* **What needs to be done**:
Go through the records line by line from the top and repeat each one exactly, ending with the line that contains "positive clicks: (427, 29) (385, 18)".
(Source records)
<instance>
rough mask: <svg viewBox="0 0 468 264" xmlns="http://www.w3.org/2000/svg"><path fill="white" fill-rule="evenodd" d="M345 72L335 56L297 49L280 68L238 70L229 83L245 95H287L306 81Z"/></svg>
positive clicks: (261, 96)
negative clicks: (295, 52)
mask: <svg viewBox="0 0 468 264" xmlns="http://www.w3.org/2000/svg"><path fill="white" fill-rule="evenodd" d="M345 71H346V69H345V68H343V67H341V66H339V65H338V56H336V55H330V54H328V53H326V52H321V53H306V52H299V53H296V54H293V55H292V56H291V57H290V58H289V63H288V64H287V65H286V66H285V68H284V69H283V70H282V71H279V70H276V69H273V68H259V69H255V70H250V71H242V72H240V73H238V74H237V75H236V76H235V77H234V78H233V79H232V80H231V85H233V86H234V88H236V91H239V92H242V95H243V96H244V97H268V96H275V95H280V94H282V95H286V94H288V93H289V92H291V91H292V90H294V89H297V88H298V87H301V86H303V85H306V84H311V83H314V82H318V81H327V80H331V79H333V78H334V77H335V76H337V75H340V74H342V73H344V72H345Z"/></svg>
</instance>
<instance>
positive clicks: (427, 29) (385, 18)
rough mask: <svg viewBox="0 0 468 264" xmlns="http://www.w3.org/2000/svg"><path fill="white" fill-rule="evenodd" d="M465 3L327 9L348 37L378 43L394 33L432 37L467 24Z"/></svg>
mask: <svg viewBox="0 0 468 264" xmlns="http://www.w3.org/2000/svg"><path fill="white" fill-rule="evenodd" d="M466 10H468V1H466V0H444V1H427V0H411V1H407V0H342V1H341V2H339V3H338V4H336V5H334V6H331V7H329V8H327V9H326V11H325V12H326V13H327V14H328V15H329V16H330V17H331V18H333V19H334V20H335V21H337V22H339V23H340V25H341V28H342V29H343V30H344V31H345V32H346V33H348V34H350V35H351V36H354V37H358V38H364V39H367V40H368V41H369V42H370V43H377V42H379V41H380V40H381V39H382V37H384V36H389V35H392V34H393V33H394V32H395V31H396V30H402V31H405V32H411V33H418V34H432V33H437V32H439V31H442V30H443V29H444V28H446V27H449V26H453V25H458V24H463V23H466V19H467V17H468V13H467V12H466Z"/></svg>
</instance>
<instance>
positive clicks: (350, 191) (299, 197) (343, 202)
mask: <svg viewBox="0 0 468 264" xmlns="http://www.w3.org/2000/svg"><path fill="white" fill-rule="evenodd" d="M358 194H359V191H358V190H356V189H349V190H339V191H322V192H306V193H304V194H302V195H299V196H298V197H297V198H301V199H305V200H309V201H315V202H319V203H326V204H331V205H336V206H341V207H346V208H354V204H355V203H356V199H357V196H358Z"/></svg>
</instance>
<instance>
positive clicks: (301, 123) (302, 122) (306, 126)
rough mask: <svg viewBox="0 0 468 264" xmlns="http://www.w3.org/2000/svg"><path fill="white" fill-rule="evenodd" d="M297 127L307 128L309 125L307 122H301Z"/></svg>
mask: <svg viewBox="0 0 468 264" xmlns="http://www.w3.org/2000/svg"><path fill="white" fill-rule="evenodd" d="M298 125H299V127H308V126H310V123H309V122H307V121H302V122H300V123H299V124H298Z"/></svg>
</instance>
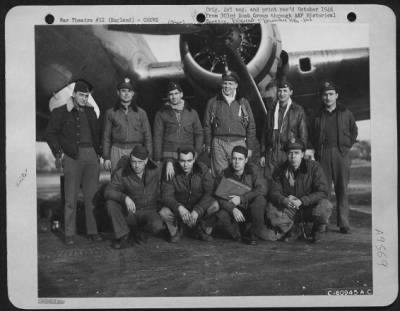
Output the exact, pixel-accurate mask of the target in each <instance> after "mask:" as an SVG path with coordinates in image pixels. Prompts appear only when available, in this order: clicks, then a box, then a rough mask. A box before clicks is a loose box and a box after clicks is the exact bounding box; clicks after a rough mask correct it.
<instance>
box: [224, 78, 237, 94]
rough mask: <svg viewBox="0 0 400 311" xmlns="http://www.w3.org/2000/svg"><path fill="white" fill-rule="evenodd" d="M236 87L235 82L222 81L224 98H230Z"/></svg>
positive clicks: (234, 90) (235, 82) (232, 81)
mask: <svg viewBox="0 0 400 311" xmlns="http://www.w3.org/2000/svg"><path fill="white" fill-rule="evenodd" d="M237 87H238V84H237V82H235V81H222V92H223V93H224V94H225V95H226V96H232V95H233V93H234V92H235V91H236V89H237Z"/></svg>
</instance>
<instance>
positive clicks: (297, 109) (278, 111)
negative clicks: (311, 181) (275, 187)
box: [260, 79, 307, 177]
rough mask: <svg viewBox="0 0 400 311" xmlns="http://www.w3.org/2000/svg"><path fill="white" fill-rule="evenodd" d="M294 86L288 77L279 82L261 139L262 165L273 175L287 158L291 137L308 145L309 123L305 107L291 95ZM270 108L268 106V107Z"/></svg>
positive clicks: (268, 175)
mask: <svg viewBox="0 0 400 311" xmlns="http://www.w3.org/2000/svg"><path fill="white" fill-rule="evenodd" d="M292 94H293V86H292V84H291V83H290V82H289V81H287V80H286V79H282V80H281V81H279V83H278V94H277V95H278V101H277V102H276V103H275V104H274V105H273V106H272V109H271V110H270V113H269V114H268V117H267V121H266V123H267V126H266V127H265V130H266V131H268V132H267V133H263V139H262V141H261V155H262V156H261V158H260V164H261V166H263V167H264V166H267V167H268V168H269V173H268V174H266V175H267V177H271V174H272V173H273V171H274V169H275V168H276V167H278V166H279V165H281V164H283V163H284V162H285V161H286V160H287V157H286V152H285V151H284V150H283V148H284V146H285V144H286V143H287V142H288V141H289V140H290V139H291V138H295V139H300V140H302V141H303V142H304V144H306V145H307V124H306V116H305V113H304V110H303V108H302V107H301V106H300V105H298V104H296V103H295V102H294V101H293V100H292V99H291V96H292ZM267 108H268V107H267Z"/></svg>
(End Source records)
* **Solved exercise**:
<instance>
rough mask: <svg viewBox="0 0 468 264" xmlns="http://www.w3.org/2000/svg"><path fill="white" fill-rule="evenodd" d="M345 72L335 56L297 49L280 68L238 70L229 83L245 95H287L306 81Z"/></svg>
positive clicks: (261, 96)
negative clicks: (295, 52)
mask: <svg viewBox="0 0 468 264" xmlns="http://www.w3.org/2000/svg"><path fill="white" fill-rule="evenodd" d="M345 71H346V69H345V68H343V67H341V66H339V65H338V56H336V55H330V54H328V53H326V52H321V53H306V52H299V53H296V54H293V55H292V56H291V57H290V58H289V63H288V64H287V65H286V66H285V68H284V69H283V70H282V71H279V70H276V69H273V68H259V69H255V70H250V71H242V72H240V73H238V74H237V75H236V76H235V77H234V78H233V79H232V80H231V85H233V86H234V88H236V91H239V92H242V95H243V96H244V97H268V96H275V95H280V94H282V95H286V94H288V93H289V92H291V91H292V90H294V89H297V88H298V87H301V86H303V85H306V84H311V83H314V82H318V81H327V80H331V79H333V78H334V77H335V76H337V75H340V74H342V73H344V72H345Z"/></svg>
</instance>
<instance>
positive clicks: (427, 29) (385, 18)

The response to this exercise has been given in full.